Reproduce everything in the material below, from the line containing "Each instance of the elderly" down to the end of the material, including that first line and changing nothing.

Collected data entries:
>>>>

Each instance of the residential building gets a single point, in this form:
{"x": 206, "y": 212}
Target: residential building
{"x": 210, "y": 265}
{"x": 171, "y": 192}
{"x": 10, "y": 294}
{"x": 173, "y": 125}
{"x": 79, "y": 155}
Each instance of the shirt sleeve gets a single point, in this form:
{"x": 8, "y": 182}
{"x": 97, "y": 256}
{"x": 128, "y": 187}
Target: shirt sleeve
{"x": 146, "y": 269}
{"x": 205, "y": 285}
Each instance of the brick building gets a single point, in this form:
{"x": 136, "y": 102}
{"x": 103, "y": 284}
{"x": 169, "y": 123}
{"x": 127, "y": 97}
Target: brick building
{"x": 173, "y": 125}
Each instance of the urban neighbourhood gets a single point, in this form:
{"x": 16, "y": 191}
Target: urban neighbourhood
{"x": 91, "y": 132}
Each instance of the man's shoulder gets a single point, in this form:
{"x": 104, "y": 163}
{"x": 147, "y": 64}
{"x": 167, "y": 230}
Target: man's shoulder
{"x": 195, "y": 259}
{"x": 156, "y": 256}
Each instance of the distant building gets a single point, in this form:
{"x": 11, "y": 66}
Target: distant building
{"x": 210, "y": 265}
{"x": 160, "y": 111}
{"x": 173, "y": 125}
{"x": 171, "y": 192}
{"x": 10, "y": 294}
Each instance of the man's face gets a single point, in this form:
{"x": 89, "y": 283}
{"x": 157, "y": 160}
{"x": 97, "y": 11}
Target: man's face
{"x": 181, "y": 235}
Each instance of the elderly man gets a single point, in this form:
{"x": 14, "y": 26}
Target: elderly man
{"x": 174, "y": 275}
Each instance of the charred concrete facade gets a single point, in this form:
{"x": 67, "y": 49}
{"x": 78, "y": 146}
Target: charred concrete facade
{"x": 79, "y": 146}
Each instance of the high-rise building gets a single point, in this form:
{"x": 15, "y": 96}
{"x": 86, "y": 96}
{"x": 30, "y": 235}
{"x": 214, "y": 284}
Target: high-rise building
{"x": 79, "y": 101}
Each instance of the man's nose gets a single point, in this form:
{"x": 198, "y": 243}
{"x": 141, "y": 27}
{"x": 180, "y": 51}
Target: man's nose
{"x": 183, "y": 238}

<<<<

:: Exercise output ::
Each instance of the elderly man gets a single point, in this form:
{"x": 14, "y": 26}
Target: elderly man
{"x": 174, "y": 275}
Each instance of the charred concrete facade gets a single point, in this form:
{"x": 67, "y": 49}
{"x": 78, "y": 146}
Target: charred concrete facade
{"x": 79, "y": 146}
Each instance of the high-rise building gets a single point, in this form:
{"x": 15, "y": 96}
{"x": 86, "y": 96}
{"x": 30, "y": 235}
{"x": 214, "y": 284}
Target: high-rise building
{"x": 79, "y": 101}
Each instance of the man's nose gets a single point, in this form:
{"x": 198, "y": 243}
{"x": 141, "y": 27}
{"x": 180, "y": 51}
Target: man's nose
{"x": 183, "y": 238}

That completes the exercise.